## Job
How many of the lines below contain the word "paved"? Reply with the number alone.

Data entries
+++

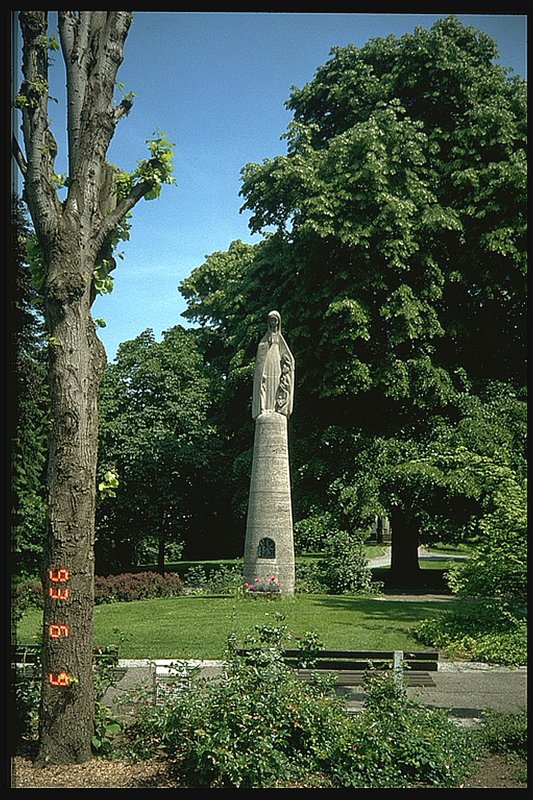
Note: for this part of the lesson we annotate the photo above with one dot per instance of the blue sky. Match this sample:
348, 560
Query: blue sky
216, 83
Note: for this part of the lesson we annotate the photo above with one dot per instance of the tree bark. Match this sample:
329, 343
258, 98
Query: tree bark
405, 568
73, 236
77, 360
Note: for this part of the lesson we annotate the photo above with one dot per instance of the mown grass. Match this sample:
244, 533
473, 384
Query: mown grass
199, 626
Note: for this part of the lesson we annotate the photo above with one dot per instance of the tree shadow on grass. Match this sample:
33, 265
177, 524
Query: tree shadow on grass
383, 608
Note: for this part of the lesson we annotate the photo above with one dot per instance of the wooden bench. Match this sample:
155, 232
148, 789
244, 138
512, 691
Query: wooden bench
351, 666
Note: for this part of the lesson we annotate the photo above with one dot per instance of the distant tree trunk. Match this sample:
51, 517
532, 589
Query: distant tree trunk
405, 568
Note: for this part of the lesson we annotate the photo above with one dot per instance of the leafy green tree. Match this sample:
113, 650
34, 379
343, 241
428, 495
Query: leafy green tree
395, 249
78, 218
157, 434
31, 407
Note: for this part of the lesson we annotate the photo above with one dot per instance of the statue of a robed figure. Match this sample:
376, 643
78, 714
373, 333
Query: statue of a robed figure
274, 372
269, 545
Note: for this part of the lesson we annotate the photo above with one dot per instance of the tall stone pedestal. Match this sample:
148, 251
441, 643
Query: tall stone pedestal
269, 544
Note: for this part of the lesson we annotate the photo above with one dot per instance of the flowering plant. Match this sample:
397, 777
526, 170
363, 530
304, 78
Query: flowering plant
263, 586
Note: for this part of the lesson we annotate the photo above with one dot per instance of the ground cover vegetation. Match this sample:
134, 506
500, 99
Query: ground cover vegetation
262, 728
394, 246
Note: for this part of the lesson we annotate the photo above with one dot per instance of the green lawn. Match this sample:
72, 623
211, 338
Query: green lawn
199, 626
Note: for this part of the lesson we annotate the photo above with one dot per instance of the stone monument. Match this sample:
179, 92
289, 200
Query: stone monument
269, 544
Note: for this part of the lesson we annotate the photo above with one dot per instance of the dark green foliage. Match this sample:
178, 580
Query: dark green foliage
505, 733
478, 630
31, 406
344, 567
157, 434
260, 727
395, 250
136, 586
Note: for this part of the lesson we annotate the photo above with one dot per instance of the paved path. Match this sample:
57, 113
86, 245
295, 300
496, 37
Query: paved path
465, 688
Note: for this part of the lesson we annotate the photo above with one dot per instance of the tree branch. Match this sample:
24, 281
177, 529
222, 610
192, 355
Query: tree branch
41, 147
19, 156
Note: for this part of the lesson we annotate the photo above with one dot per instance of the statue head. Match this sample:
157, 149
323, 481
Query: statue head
274, 321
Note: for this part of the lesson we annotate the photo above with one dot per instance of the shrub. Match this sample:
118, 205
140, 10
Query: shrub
136, 586
222, 580
400, 743
260, 727
309, 579
477, 631
504, 733
311, 534
344, 566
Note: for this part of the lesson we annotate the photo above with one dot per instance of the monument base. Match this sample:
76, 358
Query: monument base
269, 543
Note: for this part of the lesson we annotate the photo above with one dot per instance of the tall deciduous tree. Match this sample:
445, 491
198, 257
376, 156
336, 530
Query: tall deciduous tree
31, 406
156, 407
395, 249
76, 237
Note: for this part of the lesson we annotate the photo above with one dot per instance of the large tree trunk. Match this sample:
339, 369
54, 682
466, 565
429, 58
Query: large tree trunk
75, 235
405, 568
77, 359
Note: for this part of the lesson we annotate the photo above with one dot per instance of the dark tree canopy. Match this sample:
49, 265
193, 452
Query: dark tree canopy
395, 249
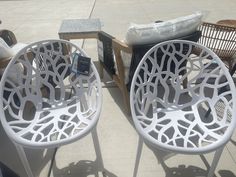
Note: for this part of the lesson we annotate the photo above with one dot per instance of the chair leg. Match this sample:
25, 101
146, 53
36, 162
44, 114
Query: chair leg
138, 156
97, 149
126, 99
215, 162
24, 159
100, 70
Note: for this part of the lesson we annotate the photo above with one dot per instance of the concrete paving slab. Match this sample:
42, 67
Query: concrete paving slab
33, 20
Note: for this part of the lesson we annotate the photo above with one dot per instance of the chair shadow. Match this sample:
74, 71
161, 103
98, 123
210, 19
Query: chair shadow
183, 170
82, 168
180, 171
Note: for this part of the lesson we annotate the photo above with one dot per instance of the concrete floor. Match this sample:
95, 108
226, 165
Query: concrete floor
33, 20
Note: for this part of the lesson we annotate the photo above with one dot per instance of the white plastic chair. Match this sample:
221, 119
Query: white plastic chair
47, 105
196, 118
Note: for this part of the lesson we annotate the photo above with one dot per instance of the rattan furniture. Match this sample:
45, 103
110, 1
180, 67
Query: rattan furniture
172, 118
111, 55
221, 39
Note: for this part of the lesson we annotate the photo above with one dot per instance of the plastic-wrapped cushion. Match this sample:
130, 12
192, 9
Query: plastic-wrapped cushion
138, 34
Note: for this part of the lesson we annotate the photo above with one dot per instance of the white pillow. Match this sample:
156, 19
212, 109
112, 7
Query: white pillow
157, 32
5, 50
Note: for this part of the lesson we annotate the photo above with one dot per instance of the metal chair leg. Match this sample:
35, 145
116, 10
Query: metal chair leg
138, 156
215, 162
24, 160
97, 149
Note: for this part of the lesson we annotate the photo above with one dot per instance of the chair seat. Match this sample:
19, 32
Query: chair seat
193, 118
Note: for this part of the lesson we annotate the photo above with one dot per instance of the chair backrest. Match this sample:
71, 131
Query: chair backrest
47, 103
219, 38
195, 118
140, 50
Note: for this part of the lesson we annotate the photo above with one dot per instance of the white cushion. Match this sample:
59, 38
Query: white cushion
5, 50
157, 32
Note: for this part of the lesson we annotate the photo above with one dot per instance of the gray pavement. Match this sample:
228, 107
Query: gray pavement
33, 20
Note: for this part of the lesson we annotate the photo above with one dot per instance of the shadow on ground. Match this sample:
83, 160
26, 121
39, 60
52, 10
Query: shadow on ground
83, 168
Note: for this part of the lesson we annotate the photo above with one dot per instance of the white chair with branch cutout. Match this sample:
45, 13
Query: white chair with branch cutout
48, 105
196, 118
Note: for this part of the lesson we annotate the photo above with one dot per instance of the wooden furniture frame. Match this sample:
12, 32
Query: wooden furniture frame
112, 48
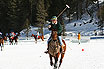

+++

## Task response
2